TEXTE FOURNI:
↓

Cela va bientôt faire un an que je travaille à mon poste actuel. Le bilan s'impose et autant vous dire qu'il est à pleurer de rire comme de désespoir.
J'ai débuté sous les couleurs du Ministère De l'agriculture en pensant que ça serait toujours "moins pire" que dans l'éducation nationale : moins de mépris pour les élèves, plus de temps à leur consacrer etc... Mais pas du tout... C'est tout pareil, à la différence qu'en plus, on met entre parenthèse leurs conforts (en changeant l'emploi du temps le plus souvent possible... histoire d'être sur d'en perdre en route et de pouvoir le leur reprocher) et l'aspect pédagogique (et en même temps, on est capable de créer des usines à gaz au nom du "on va nous filer des thunes").

↑

ENTRÉES FOURNIES:
↓

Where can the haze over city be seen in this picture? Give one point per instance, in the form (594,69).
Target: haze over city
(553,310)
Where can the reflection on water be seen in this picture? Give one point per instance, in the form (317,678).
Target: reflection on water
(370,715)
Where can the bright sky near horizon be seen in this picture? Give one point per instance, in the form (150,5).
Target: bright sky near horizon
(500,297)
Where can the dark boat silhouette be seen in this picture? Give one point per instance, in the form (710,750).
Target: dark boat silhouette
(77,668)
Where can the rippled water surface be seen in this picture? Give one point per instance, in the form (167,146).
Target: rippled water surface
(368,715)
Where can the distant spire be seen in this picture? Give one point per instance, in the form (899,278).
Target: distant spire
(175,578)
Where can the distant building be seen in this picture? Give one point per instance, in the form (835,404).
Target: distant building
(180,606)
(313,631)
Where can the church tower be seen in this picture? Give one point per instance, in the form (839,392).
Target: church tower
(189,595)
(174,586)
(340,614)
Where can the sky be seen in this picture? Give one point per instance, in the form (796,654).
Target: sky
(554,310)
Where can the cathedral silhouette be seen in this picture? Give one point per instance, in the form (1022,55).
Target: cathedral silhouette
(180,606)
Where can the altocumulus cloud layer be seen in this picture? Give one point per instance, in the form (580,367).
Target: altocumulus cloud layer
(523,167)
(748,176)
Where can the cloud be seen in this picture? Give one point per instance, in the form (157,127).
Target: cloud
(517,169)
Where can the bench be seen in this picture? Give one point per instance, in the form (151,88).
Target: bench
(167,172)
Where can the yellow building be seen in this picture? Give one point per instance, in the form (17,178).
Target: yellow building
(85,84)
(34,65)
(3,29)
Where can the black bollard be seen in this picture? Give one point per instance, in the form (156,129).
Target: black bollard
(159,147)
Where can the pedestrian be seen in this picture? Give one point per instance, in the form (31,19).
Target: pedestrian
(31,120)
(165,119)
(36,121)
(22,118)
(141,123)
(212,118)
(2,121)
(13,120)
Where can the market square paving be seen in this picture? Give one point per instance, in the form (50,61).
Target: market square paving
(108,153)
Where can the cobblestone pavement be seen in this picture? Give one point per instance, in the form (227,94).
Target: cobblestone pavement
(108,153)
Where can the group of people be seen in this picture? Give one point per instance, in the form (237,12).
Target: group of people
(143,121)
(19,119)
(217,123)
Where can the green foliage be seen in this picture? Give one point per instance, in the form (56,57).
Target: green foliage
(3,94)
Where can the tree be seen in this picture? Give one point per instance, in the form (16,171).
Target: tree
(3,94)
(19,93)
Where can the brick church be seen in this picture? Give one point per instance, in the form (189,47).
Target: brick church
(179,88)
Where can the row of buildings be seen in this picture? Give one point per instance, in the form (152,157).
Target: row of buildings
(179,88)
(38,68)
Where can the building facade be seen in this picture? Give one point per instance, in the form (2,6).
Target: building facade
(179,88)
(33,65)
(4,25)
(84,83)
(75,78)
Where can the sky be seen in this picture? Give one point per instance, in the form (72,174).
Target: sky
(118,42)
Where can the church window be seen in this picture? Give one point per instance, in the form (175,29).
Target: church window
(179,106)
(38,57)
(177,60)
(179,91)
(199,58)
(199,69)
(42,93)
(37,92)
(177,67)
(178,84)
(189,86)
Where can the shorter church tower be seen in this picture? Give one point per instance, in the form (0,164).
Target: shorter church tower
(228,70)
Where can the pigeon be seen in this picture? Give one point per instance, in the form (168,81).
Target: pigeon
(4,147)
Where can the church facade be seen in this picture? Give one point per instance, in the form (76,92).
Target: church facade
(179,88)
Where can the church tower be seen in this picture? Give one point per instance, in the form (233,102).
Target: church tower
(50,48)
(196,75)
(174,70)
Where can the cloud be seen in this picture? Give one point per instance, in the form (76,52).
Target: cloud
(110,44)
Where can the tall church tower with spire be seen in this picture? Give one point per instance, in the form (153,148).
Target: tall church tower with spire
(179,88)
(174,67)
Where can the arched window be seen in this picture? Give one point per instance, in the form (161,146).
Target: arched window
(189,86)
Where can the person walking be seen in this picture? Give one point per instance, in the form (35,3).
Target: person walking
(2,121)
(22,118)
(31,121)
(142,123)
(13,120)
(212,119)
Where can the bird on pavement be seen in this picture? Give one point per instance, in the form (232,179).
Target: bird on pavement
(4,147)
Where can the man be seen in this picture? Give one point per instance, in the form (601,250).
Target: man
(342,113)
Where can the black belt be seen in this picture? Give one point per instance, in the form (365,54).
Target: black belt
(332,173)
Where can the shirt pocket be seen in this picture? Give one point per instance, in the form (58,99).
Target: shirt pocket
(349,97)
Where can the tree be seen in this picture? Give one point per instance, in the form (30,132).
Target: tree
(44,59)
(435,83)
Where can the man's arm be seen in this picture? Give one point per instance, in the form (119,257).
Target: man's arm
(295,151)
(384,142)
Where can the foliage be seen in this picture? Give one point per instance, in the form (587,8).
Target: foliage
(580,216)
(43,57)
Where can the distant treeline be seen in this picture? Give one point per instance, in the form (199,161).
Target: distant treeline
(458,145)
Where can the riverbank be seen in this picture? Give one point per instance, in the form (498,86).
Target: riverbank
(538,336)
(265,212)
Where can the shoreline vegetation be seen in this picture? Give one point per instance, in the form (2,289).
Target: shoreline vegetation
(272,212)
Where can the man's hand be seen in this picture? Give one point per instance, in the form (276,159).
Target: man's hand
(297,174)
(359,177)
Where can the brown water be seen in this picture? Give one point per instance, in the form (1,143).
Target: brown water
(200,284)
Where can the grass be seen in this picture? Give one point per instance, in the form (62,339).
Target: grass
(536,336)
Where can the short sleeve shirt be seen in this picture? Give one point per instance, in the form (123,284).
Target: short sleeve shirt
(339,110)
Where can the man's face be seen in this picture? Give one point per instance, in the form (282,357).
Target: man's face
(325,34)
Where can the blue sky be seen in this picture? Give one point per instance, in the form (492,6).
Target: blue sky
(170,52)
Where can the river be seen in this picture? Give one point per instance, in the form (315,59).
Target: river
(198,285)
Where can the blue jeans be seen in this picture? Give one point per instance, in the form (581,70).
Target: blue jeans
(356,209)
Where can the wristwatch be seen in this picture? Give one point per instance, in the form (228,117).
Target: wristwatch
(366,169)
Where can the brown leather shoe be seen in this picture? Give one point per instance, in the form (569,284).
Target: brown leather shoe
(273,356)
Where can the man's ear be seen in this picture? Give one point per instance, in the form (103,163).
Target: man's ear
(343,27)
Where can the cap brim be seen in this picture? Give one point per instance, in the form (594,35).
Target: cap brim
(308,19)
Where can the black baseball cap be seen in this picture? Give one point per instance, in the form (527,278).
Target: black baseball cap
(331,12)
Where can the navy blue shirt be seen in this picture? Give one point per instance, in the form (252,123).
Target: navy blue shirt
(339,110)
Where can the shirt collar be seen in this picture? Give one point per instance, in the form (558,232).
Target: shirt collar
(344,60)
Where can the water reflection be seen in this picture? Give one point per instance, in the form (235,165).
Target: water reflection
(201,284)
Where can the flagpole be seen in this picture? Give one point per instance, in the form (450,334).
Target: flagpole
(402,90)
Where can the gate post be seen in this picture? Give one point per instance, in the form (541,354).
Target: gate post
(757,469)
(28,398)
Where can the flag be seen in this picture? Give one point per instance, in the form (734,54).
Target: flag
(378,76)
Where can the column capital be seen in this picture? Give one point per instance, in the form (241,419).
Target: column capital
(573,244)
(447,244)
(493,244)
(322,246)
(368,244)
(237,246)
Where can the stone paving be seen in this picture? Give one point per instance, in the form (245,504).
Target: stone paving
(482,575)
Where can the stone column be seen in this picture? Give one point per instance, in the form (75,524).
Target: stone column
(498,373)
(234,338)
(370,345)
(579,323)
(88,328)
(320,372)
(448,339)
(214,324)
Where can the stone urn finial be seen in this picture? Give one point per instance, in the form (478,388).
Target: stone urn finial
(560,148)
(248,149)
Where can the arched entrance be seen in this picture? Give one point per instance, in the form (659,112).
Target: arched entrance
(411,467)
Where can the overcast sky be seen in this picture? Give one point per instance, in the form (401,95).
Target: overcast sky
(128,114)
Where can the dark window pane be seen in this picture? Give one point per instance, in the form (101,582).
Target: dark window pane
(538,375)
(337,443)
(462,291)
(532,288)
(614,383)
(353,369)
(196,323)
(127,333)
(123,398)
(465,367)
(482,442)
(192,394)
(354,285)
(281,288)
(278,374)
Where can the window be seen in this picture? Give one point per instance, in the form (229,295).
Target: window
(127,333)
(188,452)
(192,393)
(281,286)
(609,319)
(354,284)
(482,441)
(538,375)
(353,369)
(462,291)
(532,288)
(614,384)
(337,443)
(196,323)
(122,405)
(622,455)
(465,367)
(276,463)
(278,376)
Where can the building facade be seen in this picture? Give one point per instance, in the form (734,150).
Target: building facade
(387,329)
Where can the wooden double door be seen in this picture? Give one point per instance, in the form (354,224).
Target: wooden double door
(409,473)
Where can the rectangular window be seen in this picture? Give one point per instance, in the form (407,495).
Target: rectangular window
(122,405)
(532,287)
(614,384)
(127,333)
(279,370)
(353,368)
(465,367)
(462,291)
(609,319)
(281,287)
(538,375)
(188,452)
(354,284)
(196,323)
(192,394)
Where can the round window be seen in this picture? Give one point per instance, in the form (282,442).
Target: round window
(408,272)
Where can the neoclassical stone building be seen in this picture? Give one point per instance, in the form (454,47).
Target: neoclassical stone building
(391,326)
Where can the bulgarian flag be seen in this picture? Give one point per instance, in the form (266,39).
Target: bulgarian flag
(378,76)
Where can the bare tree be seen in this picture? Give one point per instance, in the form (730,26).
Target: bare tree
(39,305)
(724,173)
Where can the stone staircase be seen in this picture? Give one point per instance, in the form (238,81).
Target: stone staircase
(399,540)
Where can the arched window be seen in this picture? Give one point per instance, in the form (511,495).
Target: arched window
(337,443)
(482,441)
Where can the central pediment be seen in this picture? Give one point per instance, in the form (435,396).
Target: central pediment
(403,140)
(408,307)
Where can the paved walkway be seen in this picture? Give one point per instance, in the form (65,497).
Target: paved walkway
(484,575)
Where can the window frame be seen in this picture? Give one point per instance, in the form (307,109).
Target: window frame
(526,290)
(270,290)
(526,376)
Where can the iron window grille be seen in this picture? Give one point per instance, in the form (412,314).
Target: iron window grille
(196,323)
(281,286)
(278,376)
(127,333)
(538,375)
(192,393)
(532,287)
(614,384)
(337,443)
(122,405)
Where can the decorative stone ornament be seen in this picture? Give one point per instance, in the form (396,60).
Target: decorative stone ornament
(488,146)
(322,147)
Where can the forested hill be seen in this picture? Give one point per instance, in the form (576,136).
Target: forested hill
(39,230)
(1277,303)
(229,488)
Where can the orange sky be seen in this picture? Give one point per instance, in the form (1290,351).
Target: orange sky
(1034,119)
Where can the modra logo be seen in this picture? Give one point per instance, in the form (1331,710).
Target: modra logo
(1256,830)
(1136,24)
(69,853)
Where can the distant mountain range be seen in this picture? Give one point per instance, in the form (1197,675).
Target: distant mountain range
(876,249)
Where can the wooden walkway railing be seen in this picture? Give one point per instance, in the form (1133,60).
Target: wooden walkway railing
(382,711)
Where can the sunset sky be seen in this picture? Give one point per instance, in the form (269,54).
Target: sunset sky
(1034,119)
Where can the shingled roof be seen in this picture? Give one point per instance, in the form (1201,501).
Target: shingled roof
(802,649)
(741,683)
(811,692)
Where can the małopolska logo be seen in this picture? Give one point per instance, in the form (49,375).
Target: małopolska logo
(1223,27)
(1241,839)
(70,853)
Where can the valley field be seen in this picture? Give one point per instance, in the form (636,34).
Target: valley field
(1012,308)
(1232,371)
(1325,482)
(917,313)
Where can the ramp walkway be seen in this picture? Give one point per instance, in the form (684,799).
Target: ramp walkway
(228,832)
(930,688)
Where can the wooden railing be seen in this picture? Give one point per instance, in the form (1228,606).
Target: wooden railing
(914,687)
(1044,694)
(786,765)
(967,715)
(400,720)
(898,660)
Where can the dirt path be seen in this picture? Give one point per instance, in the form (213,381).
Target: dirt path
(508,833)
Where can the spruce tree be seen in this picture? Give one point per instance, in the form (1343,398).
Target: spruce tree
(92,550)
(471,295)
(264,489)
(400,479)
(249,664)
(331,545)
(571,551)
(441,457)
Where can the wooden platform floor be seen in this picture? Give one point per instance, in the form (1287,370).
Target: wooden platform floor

↑

ACTIONS À MENER:
a: Reproduisez le passage du texte sur le poste au ministère de l'Agriculture qui commence aux mots « Cela va bientôt » et s'arrête après les mots « comme de désespoir. ».
b: Dans les entrées, reprenez uniquement les lignes allant de celle qui contient « Where can the wooden walkway » jusqu'à la fin des entrées, bornes comprises. Remplacez-y « wooden » par « timber » sans rien modifier d'autre.

CORRIGÉ DE L'EXERCICE:
a:
Cela va bientôt faire un an que je travaille à mon poste actuel. Le bilan s'impose et autant vous dire qu'il est à pleurer de rire comme de désespoir.

b:
Where can the timber walkway railing be seen in this picture? Give one point per instance, in the form (1133,60).
Target: timber walkway railing
(382,711)
Where can the sunset sky be seen in this picture? Give one point per instance, in the form (269,54).
Target: sunset sky
(1034,119)
Where can the shingled roof be seen in this picture? Give one point per instance, in the form (1201,501).
Target: shingled roof
(802,649)
(741,683)
(811,692)
Where can the małopolska logo be seen in this picture? Give one point per instance, in the form (49,375).
Target: małopolska logo
(1223,27)
(1241,839)
(70,853)
Where can the valley field be seen in this picture? Give one point per instance, in the form (636,34).
Target: valley field
(1012,308)
(1232,371)
(1325,482)
(917,313)
Where can the ramp walkway be seen in this picture? Give one point per instance, in the form (684,799).
Target: ramp walkway
(228,832)
(930,688)
Where can the timber railing be seen in this picture? Give one point per instance, in the form (1228,606).
Target: timber railing
(914,687)
(1044,694)
(786,765)
(967,715)
(400,720)
(898,660)
Where can the dirt path be seen in this picture? Give one point per instance, in the form (213,381).
Target: dirt path
(508,833)
Where can the spruce tree be seen in this picture? Give one point per instance, in the form (1343,398).
Target: spruce tree
(92,550)
(471,295)
(264,489)
(400,479)
(249,664)
(331,545)
(571,551)
(441,457)
Where can the timber platform floor be seen in this picture? Give one point per instance, in the form (1287,370).
Target: timber platform floor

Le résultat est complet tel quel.